### BRANO CITATO
È questo il passo del cammino che come Chiesa abbiamo a cuore. È questo l’obiettivo che in tema di educazione dei giovani ci dobbiamo proporre per il nuovo anno pastorale: «Accompagnare per educare insieme, famiglie e comunità». Non basta educare istruendo nelle conoscenze di cui c’è bisogno nella vita, conoscenze religiose comprese; occorre accompagnare cammini di vita. Cosa vuol dire “accompagnare”?
Vuol dire anzitutto uscire da una logica attendista: quella dell’educatore che sta ad attendere e basta; magari prega ma non muove un passo verso il mondo giovanile. Alla base è da chiedersi se si amano veramente questi giovani o no; se si è veramente interessati a loro, se si ha stima di loro. È lo spirito che vedo animare gli itinerari proposti dalla nostra Pastorale giovanile, accompagnandoli sul territorio. E ringrazio tutti quelli che si stanno impegnando in questa direzione.
Vuol dire inoltre identificare con maggiore precisione possibile i luoghi dell’incontro: quei momenti, situazioni o eventi che i giovani in qualche modo considerano fonte di vita o condizione di felicità. Questo non vuol dire, banalmente, andare in discoteca o dintorni, mettendoci in competizione con le agenzie del divertimento giovanile. Semmai non la discoteca, ma il dopo- discoteca, il dopo certe esperienze su cui il mondo giovanile credeva di investire  chissà quali attese: esperienze su cui riflettere insieme, giovani ed educatori, per cogliere da dove viene davvero la felicità cercata.

### RECORD
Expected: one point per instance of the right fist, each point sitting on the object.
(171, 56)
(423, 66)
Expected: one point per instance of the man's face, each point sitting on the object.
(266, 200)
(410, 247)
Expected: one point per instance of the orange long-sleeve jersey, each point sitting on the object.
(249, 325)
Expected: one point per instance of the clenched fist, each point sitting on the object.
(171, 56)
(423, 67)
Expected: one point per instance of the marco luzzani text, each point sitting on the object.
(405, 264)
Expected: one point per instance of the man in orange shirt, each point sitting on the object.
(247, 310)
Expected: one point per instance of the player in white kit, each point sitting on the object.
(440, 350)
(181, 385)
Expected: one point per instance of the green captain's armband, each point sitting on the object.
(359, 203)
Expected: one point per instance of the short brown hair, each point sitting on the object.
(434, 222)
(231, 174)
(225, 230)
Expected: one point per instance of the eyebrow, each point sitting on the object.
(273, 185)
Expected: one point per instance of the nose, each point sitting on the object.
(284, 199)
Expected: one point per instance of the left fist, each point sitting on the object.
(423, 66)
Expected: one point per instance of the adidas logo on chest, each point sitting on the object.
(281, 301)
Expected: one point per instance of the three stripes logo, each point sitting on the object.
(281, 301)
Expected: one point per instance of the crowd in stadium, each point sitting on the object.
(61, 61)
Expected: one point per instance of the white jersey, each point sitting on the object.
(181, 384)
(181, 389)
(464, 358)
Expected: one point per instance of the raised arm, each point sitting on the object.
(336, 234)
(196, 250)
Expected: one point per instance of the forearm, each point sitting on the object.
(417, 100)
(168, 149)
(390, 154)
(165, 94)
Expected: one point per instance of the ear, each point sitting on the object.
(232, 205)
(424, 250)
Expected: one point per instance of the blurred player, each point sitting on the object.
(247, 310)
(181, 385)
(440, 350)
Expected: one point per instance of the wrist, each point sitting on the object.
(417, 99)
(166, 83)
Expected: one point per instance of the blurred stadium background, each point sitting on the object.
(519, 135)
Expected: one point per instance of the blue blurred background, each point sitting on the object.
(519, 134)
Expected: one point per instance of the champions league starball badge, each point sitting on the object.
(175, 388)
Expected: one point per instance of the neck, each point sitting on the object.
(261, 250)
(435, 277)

### ESERCIZI
**a.** Puoi riscrivere sotto forma di elenco il paragrafo del brano che comincia con «Vuol dire inoltre identificare», conservandone i fatti principali?
**b.** Puoi riproporre la parte del brano che parte da "Vuol dire anzitutto" e arriva a "in questa direzione.", sostituendo "attendista" con "passiva"?
Per rispondere basta il brano, senza altre fonti.

### SOLUZIONI
**a.**
- Accompagnare significa anche individuare nel modo più preciso possibile i luoghi dell'incontro: momenti, situazioni o eventi che i giovani considerano fonte di vita o condizione di felicità.
- Non si tratta di andare in discoteca o dintorni, né di competere con le agenzie del divertimento giovanile.
- Conta piuttosto il dopo-discoteca, il dopo di esperienze su cui i giovani avevano riposto grandi attese.
- Su queste esperienze giovani ed educatori possono riflettere insieme per capire da dove viene davvero la felicità cercata.

**b.**
Vuol dire anzitutto uscire da una logica passiva: quella dell’educatore che sta ad attendere e basta; magari prega ma non muove un passo verso il mondo giovanile. Alla base è da chiedersi se si amano veramente questi giovani o no; se si è veramente interessati a loro, se si ha stima di loro. È lo spirito che vedo animare gli itinerari proposti dalla nostra Pastorale giovanile, accompagnandoli sul territorio. E ringrazio tutti quelli che si stanno impegnando in questa direzione.